**APPLY WHAT YOU READ:**
**A.** From the article on misuse of Cameroon's anti-terrorism law, list the kinds of organizations in Bamenda said to have condemned that misuse.
**B.** Write the next few paragraphs of the article on misuse of Cameroon's anti-terrorism law, picking up after its final sentence.

**GIVEN PASSAGE:**
# # # # #
Bamenda: Rights groups frown at abusive use of anti-terrorism law.

Group picture of participants

Over 40 civil society organisations, Non-Governmental Organisations and Common Initiative Groups in Bamenda have condemned, in strong terms, the abusive use of the anti-terrorism law in Cameroon especially in the context of the Anglophone crisis and the Boko Haram attacks in the northern regions.

This condemnation was made Thursday February 16, in Bamenda during a two-day seminar organised by the North West branch of the Cameroon Human Rights Commission, CHRC. The seminar was for civil society organisations operating in the region in view of the promotion, protection of human rights and definitely the prevention of torture.

Luma Elvis Brown, one of the resource persons who made a presentation on detention conditions in some gendarmerie, police cells and other places of detention in the North West Region, disclosed that there has been abusive use of the 2014 law on terrorism in Cameroon.

According to him "this law opened the opportunity for many abuses on the part of authorities since it offers an overly broad definition of terrorism".

He added that following this law especially in the context of the separatist war rocking the North West and South West Regions, numerous arbitrary arrests on grounds of counter-terrorism have been carried out. It is for this reason he said that prisons in the two regions have witnessed overcrowding.
# # # # #
**INFORMATION GIVEN:**
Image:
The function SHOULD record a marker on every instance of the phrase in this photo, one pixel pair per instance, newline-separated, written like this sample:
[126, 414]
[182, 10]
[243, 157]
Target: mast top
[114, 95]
# # # # #
**RESPONSES TO THE TASKS:**
**A.** Civil society organisations, Non-Governmental Organisations, Common Initiative Groups

**B.**
In his presentation, Luma suggested that the government should diligently respect international instruments on terrorism and healthy conditions in prisons.

He went further to state that not only are the prisons overwhelmed, the detention conditions are not the best.

“Prisoners who are deprived from their liberties must according to international law be sentenced in healthy, clean and safe environment which in practice is completely absent in many prisons and detention centres in Cameroon,” he said.

Sinsai Victor, North West Regional Head of CHRC, on his part, stated that one of the missions of the organisation is to prevent torture in places of detention. This, he said, has been carried out on weekly basis.

"So, the commission has been conducting regular visits to places of detention," he noted.

Places of detention, he said, do not only involve police and gendarmerie cells alone but include psychiatric centres and centres where youths are kept etc.

 

‘Human rights situation in Cameroon deplorable’

Presenting the activities of the North West Coordination of Cameroon Freedoms Observatory, CFO, a network of human rights movements put in place by CHRC to observe and report human rights violation, Gaby Ambo, its acting Regional coordinator, noted that the human rights situation in Cameroon is deplorable.

He said since the advent of the protracted armed conflict in the North West and South West Regions, there have been several incidents of people extra-judicially executed.

It is in that regard, he said, that his organisation has been involved in monitoring and reporting violations of rights by state actors and abuses by non-state actors.

In his final appraisal, Sinsai Victor, the Regional chairman of CHRC, concluded that because of workshops and sensitisation of the public on prevention of torture and human rights violation, the situation has greatly improved.

In a bid to continue with promotion and protection of human rights and prevent torture in the North West Region, the Regional branch of CHRC came up with a calendar of events.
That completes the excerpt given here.